» AIM: Rewrite all the records below as a JSON list of strings, one string for each line, and skip blank lines. Leave the pictures out.

>> begin DATA SHOWN

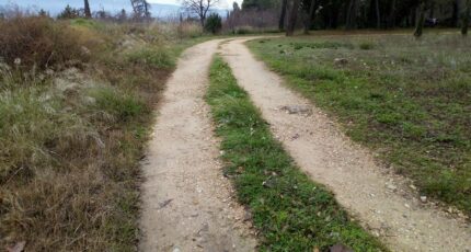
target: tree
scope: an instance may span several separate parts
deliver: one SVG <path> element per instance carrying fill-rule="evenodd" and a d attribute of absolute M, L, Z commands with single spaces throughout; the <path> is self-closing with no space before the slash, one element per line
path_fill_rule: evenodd
<path fill-rule="evenodd" d="M 85 13 L 85 18 L 87 19 L 91 19 L 92 18 L 92 12 L 90 11 L 90 3 L 89 0 L 84 0 L 84 13 Z"/>
<path fill-rule="evenodd" d="M 205 27 L 208 11 L 218 4 L 219 0 L 183 0 L 183 7 L 191 14 L 197 15 L 202 27 Z"/>
<path fill-rule="evenodd" d="M 125 9 L 120 10 L 119 13 L 116 14 L 116 20 L 118 22 L 125 22 L 127 20 L 127 13 Z"/>
<path fill-rule="evenodd" d="M 44 9 L 41 9 L 37 14 L 42 18 L 49 18 L 49 13 L 47 13 Z"/>
<path fill-rule="evenodd" d="M 222 28 L 222 19 L 218 13 L 211 13 L 205 23 L 205 31 L 212 34 L 219 33 Z"/>
<path fill-rule="evenodd" d="M 278 30 L 285 30 L 286 9 L 288 8 L 288 0 L 282 2 L 282 13 L 279 14 Z"/>
<path fill-rule="evenodd" d="M 351 0 L 347 9 L 347 18 L 345 27 L 347 30 L 357 28 L 357 15 L 359 9 L 359 0 Z"/>
<path fill-rule="evenodd" d="M 66 19 L 76 19 L 79 16 L 80 16 L 79 10 L 71 8 L 69 4 L 67 4 L 67 7 L 64 9 L 62 12 L 59 13 L 57 18 L 66 20 Z"/>
<path fill-rule="evenodd" d="M 379 11 L 379 0 L 375 0 L 376 27 L 381 27 L 381 12 Z"/>
<path fill-rule="evenodd" d="M 276 5 L 276 0 L 243 0 L 242 10 L 265 11 Z"/>
<path fill-rule="evenodd" d="M 299 0 L 292 0 L 291 11 L 288 19 L 288 27 L 286 28 L 286 36 L 295 34 L 296 22 L 298 21 Z"/>
<path fill-rule="evenodd" d="M 461 22 L 461 34 L 463 36 L 468 35 L 468 27 L 470 25 L 470 15 L 471 15 L 471 0 L 466 1 L 466 9 Z"/>
<path fill-rule="evenodd" d="M 312 20 L 314 19 L 318 5 L 318 0 L 309 0 L 309 4 L 307 4 L 307 7 L 305 8 L 305 34 L 309 34 L 309 30 L 311 28 Z"/>
<path fill-rule="evenodd" d="M 424 30 L 424 21 L 425 21 L 425 1 L 422 1 L 420 5 L 418 20 L 414 31 L 414 36 L 417 38 L 422 36 L 422 33 Z"/>
<path fill-rule="evenodd" d="M 130 0 L 134 19 L 138 21 L 150 19 L 150 4 L 146 0 Z"/>

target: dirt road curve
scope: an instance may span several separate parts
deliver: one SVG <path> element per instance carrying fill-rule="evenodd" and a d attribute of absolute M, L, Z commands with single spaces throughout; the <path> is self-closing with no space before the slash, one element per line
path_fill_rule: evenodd
<path fill-rule="evenodd" d="M 218 162 L 203 100 L 218 41 L 186 50 L 168 82 L 148 158 L 143 161 L 140 251 L 253 251 Z"/>
<path fill-rule="evenodd" d="M 220 53 L 239 84 L 297 163 L 329 186 L 337 201 L 392 251 L 471 251 L 470 226 L 421 203 L 409 184 L 353 145 L 336 125 L 255 60 L 243 42 L 227 41 Z M 208 107 L 203 101 L 207 70 L 221 41 L 186 50 L 168 83 L 148 160 L 143 163 L 141 251 L 253 251 L 218 162 Z M 300 105 L 311 113 L 289 114 Z"/>
<path fill-rule="evenodd" d="M 368 151 L 353 145 L 320 110 L 283 87 L 278 76 L 253 58 L 244 41 L 223 44 L 221 53 L 239 84 L 250 93 L 301 169 L 328 185 L 338 202 L 393 251 L 471 250 L 471 231 L 466 222 L 400 195 L 403 180 L 387 174 Z M 312 113 L 279 110 L 292 105 L 307 106 Z"/>

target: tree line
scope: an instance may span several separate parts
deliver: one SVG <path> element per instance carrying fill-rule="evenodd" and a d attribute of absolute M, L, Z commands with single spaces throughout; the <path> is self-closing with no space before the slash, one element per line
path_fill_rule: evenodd
<path fill-rule="evenodd" d="M 395 28 L 448 26 L 468 32 L 471 0 L 244 0 L 242 10 L 278 9 L 278 28 Z"/>

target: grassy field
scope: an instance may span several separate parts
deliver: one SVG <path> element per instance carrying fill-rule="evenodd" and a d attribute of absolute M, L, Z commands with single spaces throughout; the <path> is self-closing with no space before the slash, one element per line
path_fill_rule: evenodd
<path fill-rule="evenodd" d="M 152 111 L 205 38 L 21 15 L 0 31 L 0 248 L 135 251 Z"/>
<path fill-rule="evenodd" d="M 471 41 L 303 36 L 250 48 L 422 195 L 471 215 Z"/>
<path fill-rule="evenodd" d="M 355 251 L 386 250 L 294 164 L 219 57 L 206 100 L 222 138 L 225 174 L 252 211 L 261 251 L 325 251 L 338 243 Z"/>

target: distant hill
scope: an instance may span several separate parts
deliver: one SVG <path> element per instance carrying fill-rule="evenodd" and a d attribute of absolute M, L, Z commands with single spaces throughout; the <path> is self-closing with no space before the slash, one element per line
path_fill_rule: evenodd
<path fill-rule="evenodd" d="M 83 0 L 55 0 L 55 1 L 37 1 L 37 0 L 0 0 L 0 7 L 8 4 L 16 4 L 22 9 L 38 11 L 44 9 L 50 15 L 57 15 L 64 8 L 69 4 L 73 8 L 82 8 Z M 133 11 L 129 0 L 90 0 L 92 11 L 105 10 L 111 13 L 117 13 L 125 9 L 128 13 Z M 175 4 L 151 3 L 151 13 L 154 18 L 166 18 L 180 13 L 181 7 Z M 217 10 L 218 13 L 225 14 L 226 10 Z"/>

>> end DATA SHOWN

» TASK RESPONSE:
[
  "target: tree",
  "scope: an instance may span several separate parts",
  "deliver: one SVG <path> element per instance carrying fill-rule=\"evenodd\" and a d attribute of absolute M, L, Z commands with single spaces throughout; the <path> is self-closing with no space before the slash, one element per line",
  "path_fill_rule: evenodd",
  "<path fill-rule=\"evenodd\" d=\"M 85 13 L 85 18 L 87 19 L 91 19 L 92 18 L 92 12 L 90 11 L 90 3 L 89 0 L 84 0 L 84 13 Z\"/>",
  "<path fill-rule=\"evenodd\" d=\"M 205 27 L 208 11 L 218 4 L 219 0 L 183 0 L 183 7 L 191 14 L 197 15 L 202 27 Z\"/>",
  "<path fill-rule=\"evenodd\" d=\"M 125 9 L 120 10 L 119 13 L 116 14 L 116 20 L 118 22 L 125 22 L 127 20 L 127 13 Z\"/>",
  "<path fill-rule=\"evenodd\" d=\"M 44 9 L 41 9 L 37 14 L 42 18 L 49 18 L 49 13 L 47 13 Z\"/>",
  "<path fill-rule=\"evenodd\" d=\"M 222 28 L 222 19 L 218 13 L 211 13 L 205 23 L 205 31 L 212 34 L 219 33 Z\"/>",
  "<path fill-rule=\"evenodd\" d=\"M 278 30 L 285 30 L 286 9 L 288 8 L 288 0 L 282 2 L 282 13 L 279 14 Z\"/>",
  "<path fill-rule=\"evenodd\" d=\"M 351 0 L 347 9 L 347 18 L 345 27 L 347 30 L 357 28 L 357 15 L 359 9 L 359 0 Z\"/>",
  "<path fill-rule=\"evenodd\" d=\"M 66 19 L 76 19 L 79 16 L 80 16 L 79 10 L 71 8 L 69 4 L 67 4 L 67 7 L 64 9 L 62 12 L 59 13 L 57 18 L 66 20 Z\"/>",
  "<path fill-rule=\"evenodd\" d=\"M 379 11 L 379 0 L 375 0 L 376 27 L 381 27 L 381 12 Z\"/>",
  "<path fill-rule=\"evenodd\" d=\"M 276 5 L 276 0 L 243 0 L 242 10 L 265 11 Z\"/>",
  "<path fill-rule=\"evenodd\" d=\"M 299 0 L 292 0 L 291 11 L 288 19 L 288 27 L 286 28 L 286 36 L 295 34 L 296 22 L 298 21 Z\"/>",
  "<path fill-rule=\"evenodd\" d=\"M 461 22 L 461 34 L 463 36 L 468 35 L 468 27 L 470 25 L 470 15 L 471 15 L 471 0 L 466 1 L 466 9 Z\"/>",
  "<path fill-rule=\"evenodd\" d=\"M 312 20 L 314 19 L 318 5 L 318 0 L 309 0 L 309 4 L 307 4 L 307 7 L 305 8 L 305 34 L 309 34 L 309 30 L 311 28 Z\"/>",
  "<path fill-rule=\"evenodd\" d=\"M 424 30 L 424 21 L 425 21 L 425 1 L 422 1 L 420 5 L 418 20 L 414 31 L 414 36 L 417 38 L 422 36 L 422 33 Z\"/>",
  "<path fill-rule=\"evenodd\" d=\"M 130 0 L 134 19 L 138 21 L 150 19 L 150 4 L 146 0 Z\"/>",
  "target: dirt road curve",
  "scope: an instance may span several separate parts",
  "deliver: one SVG <path> element per instance carrying fill-rule=\"evenodd\" and a d attribute of absolute M, L, Z commands with single spaces throughout; the <path> is self-closing with no space before the slash, one element per line",
  "path_fill_rule: evenodd",
  "<path fill-rule=\"evenodd\" d=\"M 218 162 L 203 100 L 218 41 L 186 50 L 168 82 L 148 158 L 143 161 L 140 251 L 253 251 Z\"/>",
  "<path fill-rule=\"evenodd\" d=\"M 220 53 L 239 84 L 297 163 L 329 186 L 337 201 L 392 251 L 471 251 L 470 226 L 421 203 L 409 184 L 353 145 L 336 125 L 255 60 L 243 42 L 227 41 Z M 208 107 L 203 101 L 207 70 L 221 41 L 186 50 L 168 83 L 148 160 L 143 163 L 141 251 L 253 251 L 218 162 Z M 300 105 L 311 113 L 289 114 Z\"/>",
  "<path fill-rule=\"evenodd\" d=\"M 368 151 L 353 145 L 320 110 L 283 87 L 278 76 L 253 58 L 244 41 L 223 44 L 221 53 L 239 84 L 250 93 L 301 169 L 328 185 L 338 202 L 393 251 L 471 250 L 471 231 L 466 222 L 400 195 L 403 180 L 387 174 Z M 312 113 L 279 110 L 292 105 L 307 106 Z\"/>",
  "target: tree line",
  "scope: an instance may span several separate parts",
  "deliver: one SVG <path> element per instance carrying fill-rule=\"evenodd\" and a d attribute of absolute M, L, Z commands with single spaces throughout; the <path> is self-closing with no space before the slash, one element per line",
  "path_fill_rule: evenodd",
  "<path fill-rule=\"evenodd\" d=\"M 395 28 L 448 26 L 468 32 L 471 0 L 244 0 L 242 10 L 278 9 L 278 28 Z\"/>",
  "target: grassy field",
  "scope: an instance may span several separate parts",
  "deliver: one SVG <path> element per instance carrying fill-rule=\"evenodd\" and a d attribute of absolute M, L, Z commands with single spaces throughout; the <path> is self-closing with no space before the slash, one element per line",
  "path_fill_rule: evenodd",
  "<path fill-rule=\"evenodd\" d=\"M 152 111 L 205 38 L 21 15 L 0 31 L 0 248 L 135 251 Z\"/>",
  "<path fill-rule=\"evenodd\" d=\"M 471 41 L 303 36 L 250 48 L 422 195 L 471 215 Z\"/>",
  "<path fill-rule=\"evenodd\" d=\"M 355 251 L 386 250 L 294 164 L 219 57 L 206 100 L 222 138 L 225 174 L 252 211 L 261 251 L 325 251 L 338 243 Z\"/>",
  "target: distant hill",
  "scope: an instance may span several separate parts",
  "deliver: one SVG <path> element per instance carrying fill-rule=\"evenodd\" and a d attribute of absolute M, L, Z commands with single spaces throughout; the <path> is self-closing with no space before the slash, one element per line",
  "path_fill_rule: evenodd",
  "<path fill-rule=\"evenodd\" d=\"M 83 0 L 55 0 L 55 1 L 37 1 L 37 0 L 0 0 L 0 7 L 8 4 L 16 4 L 22 9 L 38 11 L 44 9 L 50 15 L 57 15 L 64 8 L 69 4 L 73 8 L 82 8 Z M 133 11 L 129 0 L 90 0 L 92 11 L 105 10 L 111 13 L 117 13 L 125 9 L 128 13 Z M 175 4 L 151 3 L 151 13 L 154 18 L 166 18 L 180 13 L 181 7 Z M 217 10 L 218 13 L 225 14 L 226 10 Z\"/>"
]